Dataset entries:
• • • • • • •
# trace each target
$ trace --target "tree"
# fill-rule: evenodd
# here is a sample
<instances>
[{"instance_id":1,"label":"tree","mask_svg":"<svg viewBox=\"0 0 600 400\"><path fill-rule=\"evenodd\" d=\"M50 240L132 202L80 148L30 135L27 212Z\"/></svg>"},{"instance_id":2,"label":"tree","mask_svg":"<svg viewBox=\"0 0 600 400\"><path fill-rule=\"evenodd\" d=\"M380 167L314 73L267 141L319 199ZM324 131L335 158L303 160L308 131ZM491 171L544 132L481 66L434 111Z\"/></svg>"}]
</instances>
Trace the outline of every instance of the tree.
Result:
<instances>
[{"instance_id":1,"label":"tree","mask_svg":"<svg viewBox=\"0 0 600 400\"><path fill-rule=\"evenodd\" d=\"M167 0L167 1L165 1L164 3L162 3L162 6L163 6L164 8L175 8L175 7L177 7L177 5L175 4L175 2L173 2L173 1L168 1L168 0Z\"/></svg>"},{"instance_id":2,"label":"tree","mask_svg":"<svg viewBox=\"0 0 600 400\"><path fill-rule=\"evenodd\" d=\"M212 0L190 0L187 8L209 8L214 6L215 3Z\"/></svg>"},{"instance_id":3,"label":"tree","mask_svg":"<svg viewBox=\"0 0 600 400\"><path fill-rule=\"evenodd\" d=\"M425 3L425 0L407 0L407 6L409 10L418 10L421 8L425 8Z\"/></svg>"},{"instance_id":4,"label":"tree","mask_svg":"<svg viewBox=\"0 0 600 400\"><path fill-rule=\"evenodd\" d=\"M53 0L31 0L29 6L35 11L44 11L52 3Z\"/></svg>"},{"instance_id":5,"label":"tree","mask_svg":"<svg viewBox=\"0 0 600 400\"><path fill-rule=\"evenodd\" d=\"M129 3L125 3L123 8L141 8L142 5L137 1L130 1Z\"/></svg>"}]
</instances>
• • • • • • •
Your goal: The answer is to be the lines from the one holding "240L132 202L80 148L30" through the end of the data above, transcribed character for character, both ends included.

Completed task:
[{"instance_id":1,"label":"tree","mask_svg":"<svg viewBox=\"0 0 600 400\"><path fill-rule=\"evenodd\" d=\"M50 240L132 202L80 148L30 135L27 212Z\"/></svg>"},{"instance_id":2,"label":"tree","mask_svg":"<svg viewBox=\"0 0 600 400\"><path fill-rule=\"evenodd\" d=\"M380 167L314 73L267 141L319 199ZM324 131L335 158L303 160L308 131ZM491 171L544 132L481 66L434 111Z\"/></svg>"}]
</instances>
Trace the outline of every instance of the tree.
Result:
<instances>
[{"instance_id":1,"label":"tree","mask_svg":"<svg viewBox=\"0 0 600 400\"><path fill-rule=\"evenodd\" d=\"M167 0L167 1L165 1L164 3L162 3L162 6L163 6L164 8L175 8L175 7L177 7L177 5L175 4L175 2L173 2L173 1L168 1L168 0Z\"/></svg>"},{"instance_id":2,"label":"tree","mask_svg":"<svg viewBox=\"0 0 600 400\"><path fill-rule=\"evenodd\" d=\"M212 0L190 0L187 8L209 8L214 6L215 3Z\"/></svg>"},{"instance_id":3,"label":"tree","mask_svg":"<svg viewBox=\"0 0 600 400\"><path fill-rule=\"evenodd\" d=\"M425 3L425 0L407 0L407 6L409 10L418 10L421 8L425 8Z\"/></svg>"},{"instance_id":4,"label":"tree","mask_svg":"<svg viewBox=\"0 0 600 400\"><path fill-rule=\"evenodd\" d=\"M53 0L31 0L29 6L35 11L44 11L52 3Z\"/></svg>"},{"instance_id":5,"label":"tree","mask_svg":"<svg viewBox=\"0 0 600 400\"><path fill-rule=\"evenodd\" d=\"M129 3L125 3L123 8L141 8L142 5L137 1L130 1Z\"/></svg>"}]
</instances>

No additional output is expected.